++++ Material provided ++++

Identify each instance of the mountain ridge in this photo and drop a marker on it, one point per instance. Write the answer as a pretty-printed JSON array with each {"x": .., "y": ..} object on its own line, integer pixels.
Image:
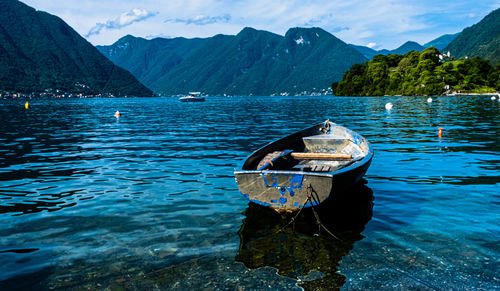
[
  {"x": 252, "y": 62},
  {"x": 479, "y": 40}
]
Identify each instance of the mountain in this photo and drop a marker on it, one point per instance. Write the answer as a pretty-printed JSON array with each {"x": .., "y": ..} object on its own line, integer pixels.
[
  {"x": 481, "y": 39},
  {"x": 369, "y": 53},
  {"x": 148, "y": 60},
  {"x": 252, "y": 62},
  {"x": 408, "y": 47},
  {"x": 39, "y": 52},
  {"x": 441, "y": 42}
]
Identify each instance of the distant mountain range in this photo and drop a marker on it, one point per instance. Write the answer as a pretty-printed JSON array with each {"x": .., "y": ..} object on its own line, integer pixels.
[
  {"x": 40, "y": 52},
  {"x": 440, "y": 43},
  {"x": 304, "y": 61},
  {"x": 480, "y": 40}
]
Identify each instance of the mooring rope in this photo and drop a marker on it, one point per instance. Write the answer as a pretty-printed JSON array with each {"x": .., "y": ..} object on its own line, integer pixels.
[{"x": 311, "y": 195}]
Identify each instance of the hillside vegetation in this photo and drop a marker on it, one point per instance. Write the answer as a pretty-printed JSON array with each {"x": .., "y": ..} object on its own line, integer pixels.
[
  {"x": 418, "y": 73},
  {"x": 253, "y": 62},
  {"x": 40, "y": 52}
]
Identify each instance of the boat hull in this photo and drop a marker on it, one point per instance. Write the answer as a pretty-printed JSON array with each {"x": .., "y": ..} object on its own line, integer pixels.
[
  {"x": 192, "y": 99},
  {"x": 291, "y": 190}
]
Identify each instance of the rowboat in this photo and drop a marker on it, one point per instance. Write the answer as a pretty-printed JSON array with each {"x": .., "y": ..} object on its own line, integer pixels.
[
  {"x": 305, "y": 168},
  {"x": 192, "y": 97}
]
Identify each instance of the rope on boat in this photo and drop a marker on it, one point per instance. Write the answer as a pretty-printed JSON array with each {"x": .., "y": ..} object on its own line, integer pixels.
[{"x": 312, "y": 196}]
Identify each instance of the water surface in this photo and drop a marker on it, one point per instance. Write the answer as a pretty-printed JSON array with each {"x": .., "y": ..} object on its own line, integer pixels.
[{"x": 149, "y": 201}]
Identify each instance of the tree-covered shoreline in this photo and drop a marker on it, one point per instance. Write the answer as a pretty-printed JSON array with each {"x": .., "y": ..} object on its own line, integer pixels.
[{"x": 418, "y": 73}]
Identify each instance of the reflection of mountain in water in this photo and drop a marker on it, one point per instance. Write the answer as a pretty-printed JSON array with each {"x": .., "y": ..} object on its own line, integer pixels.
[{"x": 298, "y": 250}]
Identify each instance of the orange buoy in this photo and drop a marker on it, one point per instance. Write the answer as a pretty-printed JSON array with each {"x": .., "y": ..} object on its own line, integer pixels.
[{"x": 440, "y": 132}]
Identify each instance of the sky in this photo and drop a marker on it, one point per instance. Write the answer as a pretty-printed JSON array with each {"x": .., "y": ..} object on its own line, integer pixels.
[{"x": 378, "y": 23}]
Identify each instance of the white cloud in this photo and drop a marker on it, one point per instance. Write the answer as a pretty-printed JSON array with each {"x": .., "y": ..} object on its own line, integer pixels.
[
  {"x": 126, "y": 19},
  {"x": 202, "y": 19},
  {"x": 388, "y": 23}
]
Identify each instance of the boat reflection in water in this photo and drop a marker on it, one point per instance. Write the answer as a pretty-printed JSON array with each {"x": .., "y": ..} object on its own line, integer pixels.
[{"x": 301, "y": 250}]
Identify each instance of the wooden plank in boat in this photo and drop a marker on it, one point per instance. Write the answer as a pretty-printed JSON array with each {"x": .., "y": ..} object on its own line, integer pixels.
[{"x": 320, "y": 156}]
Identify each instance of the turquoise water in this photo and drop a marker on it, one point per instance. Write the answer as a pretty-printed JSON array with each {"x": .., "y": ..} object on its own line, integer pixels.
[{"x": 149, "y": 201}]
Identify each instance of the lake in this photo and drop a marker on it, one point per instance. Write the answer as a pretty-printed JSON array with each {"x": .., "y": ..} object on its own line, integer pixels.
[{"x": 149, "y": 201}]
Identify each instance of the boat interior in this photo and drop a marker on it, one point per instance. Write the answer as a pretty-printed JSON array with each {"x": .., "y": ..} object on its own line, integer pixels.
[{"x": 324, "y": 152}]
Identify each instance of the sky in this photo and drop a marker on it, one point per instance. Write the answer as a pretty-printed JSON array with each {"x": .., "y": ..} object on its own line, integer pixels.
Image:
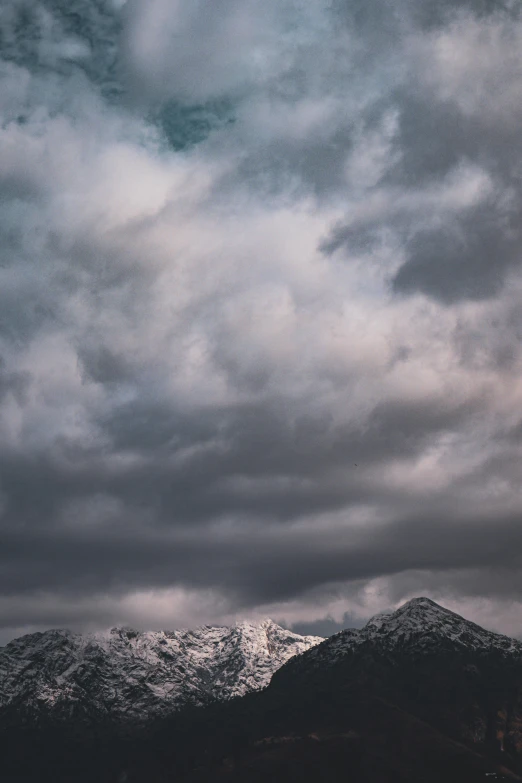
[{"x": 260, "y": 311}]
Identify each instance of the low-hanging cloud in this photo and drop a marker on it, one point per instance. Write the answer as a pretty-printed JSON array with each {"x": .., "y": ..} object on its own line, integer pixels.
[{"x": 259, "y": 310}]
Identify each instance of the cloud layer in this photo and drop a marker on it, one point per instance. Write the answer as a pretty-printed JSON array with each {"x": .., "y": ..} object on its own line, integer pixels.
[{"x": 260, "y": 320}]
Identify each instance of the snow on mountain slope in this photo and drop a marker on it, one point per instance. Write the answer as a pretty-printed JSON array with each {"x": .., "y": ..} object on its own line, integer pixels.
[
  {"x": 126, "y": 674},
  {"x": 418, "y": 627}
]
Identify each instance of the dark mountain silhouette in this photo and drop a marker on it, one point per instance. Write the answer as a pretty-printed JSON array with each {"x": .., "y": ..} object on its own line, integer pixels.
[{"x": 419, "y": 694}]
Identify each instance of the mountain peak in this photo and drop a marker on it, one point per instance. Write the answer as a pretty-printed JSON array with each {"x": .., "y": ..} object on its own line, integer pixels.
[{"x": 136, "y": 674}]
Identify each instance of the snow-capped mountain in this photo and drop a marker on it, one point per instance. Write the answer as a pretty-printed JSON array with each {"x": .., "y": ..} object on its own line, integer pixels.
[
  {"x": 419, "y": 627},
  {"x": 125, "y": 674}
]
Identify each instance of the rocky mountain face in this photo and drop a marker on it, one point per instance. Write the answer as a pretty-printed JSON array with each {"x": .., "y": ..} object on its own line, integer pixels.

++++

Problem description ->
Please copy every line above word for word, without the pictures.

Output for this task ->
Identify each instance of the mountain ridge in this photo and drop a marker on it, one point per instance. Write the answer as a pretty-printed JSON array with each {"x": .., "y": ..} object on its own line, integer pixels.
Image:
[
  {"x": 252, "y": 62},
  {"x": 479, "y": 40}
]
Identify each instance of the mountain in this photo and drop a marker on it, one point per instance. Write the answer as a pretty-printed JSON array with each {"x": .., "y": ..} object on its own line, integer pixels.
[
  {"x": 481, "y": 39},
  {"x": 369, "y": 53},
  {"x": 148, "y": 60},
  {"x": 252, "y": 62},
  {"x": 408, "y": 47},
  {"x": 39, "y": 52},
  {"x": 441, "y": 42}
]
Identify each instance of the distant mountain range in this photo and drop a marker on it, one point per instance. Write the answer as a pretty-printed JSON array with each {"x": .., "y": ..} object on its own line, integer pixels.
[
  {"x": 40, "y": 52},
  {"x": 440, "y": 43},
  {"x": 304, "y": 61},
  {"x": 480, "y": 40}
]
Identify each instance of the mooring rope in this photo and drop a marker on it, one point per instance. Write the answer as a pretty-printed JSON array with each {"x": .., "y": ..} object on its own line, integer pixels.
[{"x": 311, "y": 195}]
Identify each instance of the hillside vegetation in this photo and drop a marker on it, one point per instance. Write the answer as a pretty-printed JSON array with each {"x": .., "y": ..} object on its own line, integer pixels.
[
  {"x": 418, "y": 73},
  {"x": 253, "y": 62},
  {"x": 40, "y": 52}
]
Identify each instance of the boat hull in this photo and drop a marker on it, one point per instance. Write the answer as a pretty-printed JSON array with each {"x": .., "y": ..} object on its own line, integer pixels.
[
  {"x": 192, "y": 99},
  {"x": 291, "y": 190}
]
Identify each instance of the rowboat in this photo and drop a marker on it, one point per instance. Write the answer as a pretty-printed JSON array with each {"x": .., "y": ..} object on its own line, integer pixels.
[
  {"x": 305, "y": 168},
  {"x": 192, "y": 97}
]
Identify each instance of the rope on boat in this photo and drop a marker on it, one point per instance. Write the answer as a pretty-printed JSON array with each {"x": .., "y": ..} object on its own line, integer pixels.
[{"x": 312, "y": 196}]
Identify each instance of the water surface in this photo and drop a marker on it, one point per instance. Write the answer as a pretty-printed JSON array with each {"x": .., "y": ..} object on its own line, integer pixels.
[{"x": 149, "y": 201}]
Identify each instance of the tree-covered shoreline in this photo and drop a marker on it, one point per instance. Write the answer as a pretty-printed JSON array with each {"x": .., "y": ..} object on its own line, integer pixels.
[{"x": 418, "y": 73}]
Identify each instance of the reflection of mountain in water in this photo and drop a marker on it, one point per instance. Write the answer as a pretty-printed JSON array with each {"x": .., "y": ..} object on its own line, integer pixels.
[{"x": 298, "y": 250}]
Identify each instance of the orange buoy in this photo and drop a marker on it, one point per instance. Write the answer as a pretty-printed JSON array with each {"x": .., "y": ..} object on its own line, integer pixels.
[{"x": 440, "y": 132}]
Identify each instance of the sky in this photo and drop a marker on it, one point per instance. Write the answer as a pretty-printed JSON array with each {"x": .., "y": ..} object on its own line, integer pixels.
[{"x": 378, "y": 23}]
Identify each instance of the white cloud in this photo and drop a marker on it, one point per instance. Write the answer as a pretty-printed JSON array with each {"x": .., "y": ..} object on its own line, integer pixels.
[
  {"x": 126, "y": 19},
  {"x": 202, "y": 19},
  {"x": 388, "y": 23}
]
Identify each instance of the boat reflection in water in this photo and drop a marker on it, one point per instance. Write the answer as a pretty-printed JSON array with each {"x": .., "y": ..} object on its own line, integer pixels.
[{"x": 301, "y": 250}]
Identify each instance of the wooden plank in boat in this photo and drop a marker on it, one point per instance. Write the answer as a pretty-printed JSON array with each {"x": .., "y": ..} object on its own line, integer pixels.
[{"x": 320, "y": 156}]
Identify each instance of the turquoise water in this photo and drop a marker on it, one point per instance. Write the answer as a pretty-printed JSON array with each {"x": .., "y": ..} object on its own line, integer pixels.
[{"x": 149, "y": 201}]
Identify each instance of the lake in this photo and drop a marker on it, one point per instance. Write the answer as a pretty-printed JSON array with each {"x": .., "y": ..} object on its own line, integer pixels.
[{"x": 149, "y": 201}]
Identify each instance of the boat interior in this photo and drop a marker on it, one point per instance. Write the answer as a pretty-printed JSON array with each {"x": .., "y": ..} object on its own line, integer pixels.
[{"x": 324, "y": 152}]
Identify each instance of the sky in this photo and drop a marker on it, one point per instance. Write the answer as a pretty-printed JSON array with each {"x": .., "y": ..} object on its own line, integer pixels.
Image:
[{"x": 260, "y": 311}]
Identify each instance of the low-hanging cloud in this photo and drop a marker on it, one point per instance. Write the answer as a pretty-printed JSON array with each {"x": .., "y": ..} object on its own line, integer pixels.
[{"x": 259, "y": 310}]
Identify each instance of the cloud layer in this photo and drop a marker on it, one point per instance. Write the answer as a pretty-printed JSON array with each {"x": .., "y": ..} object on its own line, integer pixels.
[{"x": 260, "y": 320}]
Identify each instance of the snow on mountain slope in this photo and drop a marker on it, one point per instance. Write the answer as a pretty-printed JSON array with each {"x": .., "y": ..} object on its own line, integer pixels.
[
  {"x": 126, "y": 674},
  {"x": 418, "y": 627}
]
Identify each instance of the dark mountain silhouette in this photo and drop a marker on it, one point per instance. Write the answer as a pretty-printed JSON array with each {"x": .., "y": ..} object on its own line, integer pixels.
[{"x": 419, "y": 694}]
Identify each instance of the mountain peak in this photo and drop a marker on it, one point per instance. Write the answer as a pretty-printed JSON array with each {"x": .., "y": ..} object on its own line, integer pixels.
[{"x": 136, "y": 674}]
Identify each instance of the snow-capped mountain in this photo and drop a marker on it, one point per instance. Write the answer as a pretty-printed JSON array with each {"x": .., "y": ..} object on its own line, integer pixels.
[
  {"x": 419, "y": 627},
  {"x": 125, "y": 674}
]
Identify each instance of the rocky mountain face in this photo and drop a marker on it, one point per instance. Write the answer as a pretty-printed JSON array with each {"x": .., "y": ..} object on its own line, integer pixels.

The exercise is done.